Article:
..........

Potiers d'Alsace : L'Art et la Matière #1

Bénéficiant de ses gisements d’argile locaux, l’Alsace a vu prospérer des générations de potiers. Aujourd’hui, ce sont seulement 12 entreprises qui subsistent face à l’industrialisation et aux contrefaçons. Avec une créativité jamais démentie et en multipliant les circuits de vente, ces artisans font perdurer les modèles traditionnels et s’engagent avec la création de l’IGP Poteries d’Alsace pour la reconnaissance de ce patrimoine régional.

..........

Documents fournis:
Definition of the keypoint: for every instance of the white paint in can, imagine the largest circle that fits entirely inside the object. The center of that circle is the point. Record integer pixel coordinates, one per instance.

..........

Exercice écrit A:
Traduisez en anglais cette phrase de l'article sur les potiers d'Alsace : « Aujourd’hui, ce sont seulement 12 entreprises qui subsistent face à l’industrialisation et aux contrefaçons. »
Exercice écrit B:
D'après l'article sur les potiers d'Alsace, quelle IGP les artisans s'engagent-ils à créer ?
Exercice écrit C:
Réécrivez s'il vous plaît le passage de l'article sur les potiers d'Alsace situé entre « Bénéficiant de ses » et « ce patrimoine régional. » inclus, en remplaçant « artisans » par « créateurs ».

Réponse complète A:
Today, only 12 businesses remain in the face of industrialization and counterfeits.

Réponse complète B:
L'IGP Poteries d'Alsace.

Réponse complète C:
Bénéficiant de ses gisements d’argile locaux, l’Alsace a vu prospérer des générations de potiers. Aujourd’hui, ce sont seulement 12 entreprises qui subsistent face à l’industrialisation et aux contrefaçons. Avec une créativité jamais démentie et en multipliant les circuits de vente, ces créateurs font perdurer les modèles traditionnels et s’engagent avec la création de l’IGP Poteries d’Alsace pour la reconnaissance de ce patrimoine régional.